┏━━

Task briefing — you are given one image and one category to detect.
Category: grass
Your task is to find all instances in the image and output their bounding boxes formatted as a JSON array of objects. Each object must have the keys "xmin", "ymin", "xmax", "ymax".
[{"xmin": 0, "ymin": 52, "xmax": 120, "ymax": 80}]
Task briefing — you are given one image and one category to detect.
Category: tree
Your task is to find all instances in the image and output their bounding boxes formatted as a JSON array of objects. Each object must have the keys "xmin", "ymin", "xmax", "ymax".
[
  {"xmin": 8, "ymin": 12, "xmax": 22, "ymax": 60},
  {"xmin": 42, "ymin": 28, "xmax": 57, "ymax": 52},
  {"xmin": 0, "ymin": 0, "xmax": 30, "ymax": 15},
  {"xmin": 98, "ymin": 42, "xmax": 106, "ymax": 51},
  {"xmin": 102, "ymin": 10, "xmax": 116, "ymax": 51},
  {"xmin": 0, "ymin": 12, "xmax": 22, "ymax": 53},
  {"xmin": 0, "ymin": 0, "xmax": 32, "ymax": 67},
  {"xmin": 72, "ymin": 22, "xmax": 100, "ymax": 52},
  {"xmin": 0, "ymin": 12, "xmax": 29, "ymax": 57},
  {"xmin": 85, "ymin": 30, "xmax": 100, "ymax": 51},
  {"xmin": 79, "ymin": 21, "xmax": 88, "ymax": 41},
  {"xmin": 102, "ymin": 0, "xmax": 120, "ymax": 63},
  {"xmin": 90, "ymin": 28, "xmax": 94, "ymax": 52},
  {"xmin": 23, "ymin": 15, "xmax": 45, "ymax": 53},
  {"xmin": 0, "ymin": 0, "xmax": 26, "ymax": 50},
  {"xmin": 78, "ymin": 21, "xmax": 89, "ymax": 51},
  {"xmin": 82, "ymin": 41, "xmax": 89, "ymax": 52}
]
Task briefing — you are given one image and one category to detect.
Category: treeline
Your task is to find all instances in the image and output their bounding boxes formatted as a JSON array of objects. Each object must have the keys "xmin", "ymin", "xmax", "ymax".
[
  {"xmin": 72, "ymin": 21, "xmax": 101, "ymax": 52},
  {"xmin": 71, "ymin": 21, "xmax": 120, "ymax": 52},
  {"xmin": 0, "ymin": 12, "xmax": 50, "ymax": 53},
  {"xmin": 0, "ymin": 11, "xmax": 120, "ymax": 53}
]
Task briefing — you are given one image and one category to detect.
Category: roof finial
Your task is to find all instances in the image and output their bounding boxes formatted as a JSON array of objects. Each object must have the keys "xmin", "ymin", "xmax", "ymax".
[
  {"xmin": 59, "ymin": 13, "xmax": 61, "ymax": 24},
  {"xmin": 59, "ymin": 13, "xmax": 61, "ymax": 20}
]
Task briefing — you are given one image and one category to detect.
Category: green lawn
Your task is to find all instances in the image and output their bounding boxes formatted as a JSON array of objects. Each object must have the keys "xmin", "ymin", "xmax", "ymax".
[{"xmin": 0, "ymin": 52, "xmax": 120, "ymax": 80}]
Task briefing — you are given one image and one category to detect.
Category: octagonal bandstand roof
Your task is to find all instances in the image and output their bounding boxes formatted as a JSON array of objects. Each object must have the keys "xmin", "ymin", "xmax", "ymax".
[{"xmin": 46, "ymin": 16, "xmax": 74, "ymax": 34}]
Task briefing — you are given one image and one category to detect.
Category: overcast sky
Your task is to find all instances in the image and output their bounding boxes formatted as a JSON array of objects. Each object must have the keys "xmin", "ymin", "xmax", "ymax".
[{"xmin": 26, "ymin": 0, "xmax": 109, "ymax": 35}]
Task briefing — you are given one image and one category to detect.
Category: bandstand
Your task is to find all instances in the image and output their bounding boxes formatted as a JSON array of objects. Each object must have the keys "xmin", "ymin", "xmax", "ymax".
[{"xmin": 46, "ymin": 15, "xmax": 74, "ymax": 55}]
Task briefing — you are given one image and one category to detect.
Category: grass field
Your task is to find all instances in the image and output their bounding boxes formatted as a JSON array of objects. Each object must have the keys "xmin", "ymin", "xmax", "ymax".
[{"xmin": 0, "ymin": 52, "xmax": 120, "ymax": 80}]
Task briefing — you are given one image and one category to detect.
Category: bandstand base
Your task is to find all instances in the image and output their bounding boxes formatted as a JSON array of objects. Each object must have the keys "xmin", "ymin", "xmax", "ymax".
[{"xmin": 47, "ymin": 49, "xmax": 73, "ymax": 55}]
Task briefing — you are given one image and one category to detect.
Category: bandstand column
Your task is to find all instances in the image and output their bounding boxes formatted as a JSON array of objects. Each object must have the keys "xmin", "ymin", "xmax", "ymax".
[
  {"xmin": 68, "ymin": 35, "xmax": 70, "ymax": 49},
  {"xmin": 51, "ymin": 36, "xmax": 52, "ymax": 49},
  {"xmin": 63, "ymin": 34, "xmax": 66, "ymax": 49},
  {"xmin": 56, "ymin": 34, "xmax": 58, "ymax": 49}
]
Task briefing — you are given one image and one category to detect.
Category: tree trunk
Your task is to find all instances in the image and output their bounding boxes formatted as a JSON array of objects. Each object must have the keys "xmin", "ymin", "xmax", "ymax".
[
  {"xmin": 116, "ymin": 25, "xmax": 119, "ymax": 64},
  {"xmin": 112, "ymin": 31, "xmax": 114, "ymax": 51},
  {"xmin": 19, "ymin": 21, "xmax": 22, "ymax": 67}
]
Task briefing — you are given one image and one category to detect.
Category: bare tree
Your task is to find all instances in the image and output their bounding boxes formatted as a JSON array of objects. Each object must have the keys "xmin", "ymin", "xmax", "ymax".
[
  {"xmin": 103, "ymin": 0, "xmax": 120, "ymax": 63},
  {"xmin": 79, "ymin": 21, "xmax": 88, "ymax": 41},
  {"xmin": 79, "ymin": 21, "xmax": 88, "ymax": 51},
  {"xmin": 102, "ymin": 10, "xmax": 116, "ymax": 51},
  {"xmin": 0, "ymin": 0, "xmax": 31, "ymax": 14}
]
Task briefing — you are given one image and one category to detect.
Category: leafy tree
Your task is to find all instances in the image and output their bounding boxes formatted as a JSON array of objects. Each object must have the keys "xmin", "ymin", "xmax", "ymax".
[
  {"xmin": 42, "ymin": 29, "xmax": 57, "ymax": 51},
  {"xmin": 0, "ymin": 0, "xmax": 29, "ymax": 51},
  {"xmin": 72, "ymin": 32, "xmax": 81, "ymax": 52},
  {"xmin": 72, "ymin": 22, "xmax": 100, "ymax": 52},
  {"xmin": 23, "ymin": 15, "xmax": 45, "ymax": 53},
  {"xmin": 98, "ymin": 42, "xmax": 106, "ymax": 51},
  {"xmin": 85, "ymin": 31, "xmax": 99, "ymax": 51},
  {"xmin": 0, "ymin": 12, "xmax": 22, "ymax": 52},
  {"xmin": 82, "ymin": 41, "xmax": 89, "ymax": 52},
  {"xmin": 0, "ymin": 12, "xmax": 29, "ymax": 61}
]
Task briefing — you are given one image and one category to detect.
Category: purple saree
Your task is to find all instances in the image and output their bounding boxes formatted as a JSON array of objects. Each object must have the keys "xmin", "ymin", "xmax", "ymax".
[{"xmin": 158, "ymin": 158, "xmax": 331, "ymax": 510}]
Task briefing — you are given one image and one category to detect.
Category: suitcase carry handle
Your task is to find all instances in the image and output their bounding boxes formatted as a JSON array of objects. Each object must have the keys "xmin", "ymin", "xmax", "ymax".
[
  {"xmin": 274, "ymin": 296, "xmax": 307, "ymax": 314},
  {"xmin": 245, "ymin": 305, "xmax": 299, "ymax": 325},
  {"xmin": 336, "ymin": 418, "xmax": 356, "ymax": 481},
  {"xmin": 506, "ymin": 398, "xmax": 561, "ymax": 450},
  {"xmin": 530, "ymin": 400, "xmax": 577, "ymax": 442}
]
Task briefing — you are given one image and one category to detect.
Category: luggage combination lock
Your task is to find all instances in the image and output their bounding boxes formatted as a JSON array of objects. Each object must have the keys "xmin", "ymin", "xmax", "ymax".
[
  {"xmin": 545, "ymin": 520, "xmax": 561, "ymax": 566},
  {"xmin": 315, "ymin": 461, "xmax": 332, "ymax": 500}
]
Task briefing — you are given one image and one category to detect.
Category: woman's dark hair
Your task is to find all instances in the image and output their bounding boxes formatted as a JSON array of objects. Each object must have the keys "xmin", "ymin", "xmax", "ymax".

┗━━

• To do: Using the listing above, copy exactly the line that contains "Category: roof finial", the line that contains "Category: green lawn", and each line that falls between them.

• Written response:
Category: roof finial
Your task is to find all instances in the image and output their bounding boxes formatted as a JSON array of objects. Each object must have the keys "xmin", "ymin", "xmax", "ymax".
[
  {"xmin": 59, "ymin": 13, "xmax": 61, "ymax": 24},
  {"xmin": 59, "ymin": 13, "xmax": 61, "ymax": 20}
]
Task briefing — you are given one image and one category to detect.
Category: green lawn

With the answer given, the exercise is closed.